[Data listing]
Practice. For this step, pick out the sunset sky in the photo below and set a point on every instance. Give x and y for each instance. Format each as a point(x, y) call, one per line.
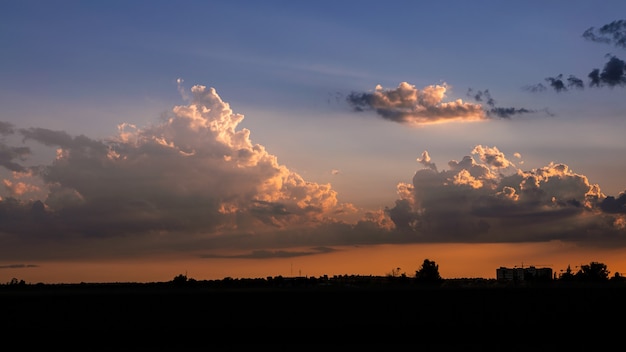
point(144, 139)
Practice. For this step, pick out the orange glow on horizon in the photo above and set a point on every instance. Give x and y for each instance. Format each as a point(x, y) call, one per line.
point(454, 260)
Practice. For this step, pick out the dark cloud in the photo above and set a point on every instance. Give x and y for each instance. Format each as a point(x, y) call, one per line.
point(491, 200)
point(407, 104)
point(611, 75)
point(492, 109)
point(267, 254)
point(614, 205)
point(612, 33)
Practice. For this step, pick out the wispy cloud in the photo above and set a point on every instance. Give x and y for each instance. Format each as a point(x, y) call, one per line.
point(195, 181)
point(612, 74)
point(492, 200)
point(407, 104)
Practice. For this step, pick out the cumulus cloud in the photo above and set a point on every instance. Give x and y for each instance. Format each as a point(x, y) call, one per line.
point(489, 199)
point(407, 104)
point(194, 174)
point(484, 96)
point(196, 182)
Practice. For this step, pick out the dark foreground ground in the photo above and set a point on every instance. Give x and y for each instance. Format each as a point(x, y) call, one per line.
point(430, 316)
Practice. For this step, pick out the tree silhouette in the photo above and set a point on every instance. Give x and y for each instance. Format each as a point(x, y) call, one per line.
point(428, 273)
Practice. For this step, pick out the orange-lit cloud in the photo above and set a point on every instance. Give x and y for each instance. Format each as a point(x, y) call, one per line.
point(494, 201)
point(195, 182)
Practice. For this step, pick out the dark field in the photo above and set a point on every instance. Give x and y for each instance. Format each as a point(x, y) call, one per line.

STATED TASK:
Rewrite all of the material above as a JSON list of strings, with one string per line and no blank lines. Leave the pictures out.

WRITTEN SOLUTION:
[
  "Practice. For this step, pick out the sunset sky in the photo below and set a point on every instance. Give x and y for each instance. Format each as a point(x, y) call, one per line.",
  "point(144, 139)",
  "Practice. For this step, pick out the orange glow on horizon in the photo above and set a point on every instance. Give x and y for each instance. Format each as a point(x, y) call, one per line.",
  "point(454, 260)",
  "Practice. For this step, pick out the dark cloud in the photo above and set a point on every instance. Give x and y for each instance. Format each as a point(x, y) call, one per line.",
  "point(491, 200)",
  "point(407, 104)",
  "point(611, 75)",
  "point(492, 109)",
  "point(267, 254)",
  "point(614, 205)",
  "point(612, 33)",
  "Practice. For this step, pick out the wispy cloud in the photo above and set a point on every instance. Give x and y for each instance. Format each as a point(x, y) call, one per line.",
  "point(195, 181)",
  "point(612, 74)",
  "point(492, 200)",
  "point(407, 104)",
  "Practice. For this step, pick out the cumulus cloud in the photo above and set a point on every instance. Give x and y for each instance. Format each as a point(x, y) call, one per line.",
  "point(489, 199)",
  "point(407, 104)",
  "point(194, 174)",
  "point(484, 96)",
  "point(196, 182)",
  "Practice. For this step, pick out the dark foreground ground in the photo above and set a point on every instance. Give x and y for each instance. Format each as a point(x, y) call, one per line.",
  "point(430, 316)",
  "Practice. For this step, pick out the tree silhouette in the photo above and set a point on every instance. Give x and y for each instance. Format each as a point(x, y) call, one per line.",
  "point(428, 273)",
  "Practice. For this step, pick out the orange-lit cloud in the photo above and set a point on every instance. Give x and y for each instance. Format each as a point(x, y) call, one per line.",
  "point(494, 201)",
  "point(195, 182)",
  "Practice. For this step, pick out the dark field in the photo above and set a point on every instance. Give x and y for each instance. Format each as a point(x, y) call, one per line."
]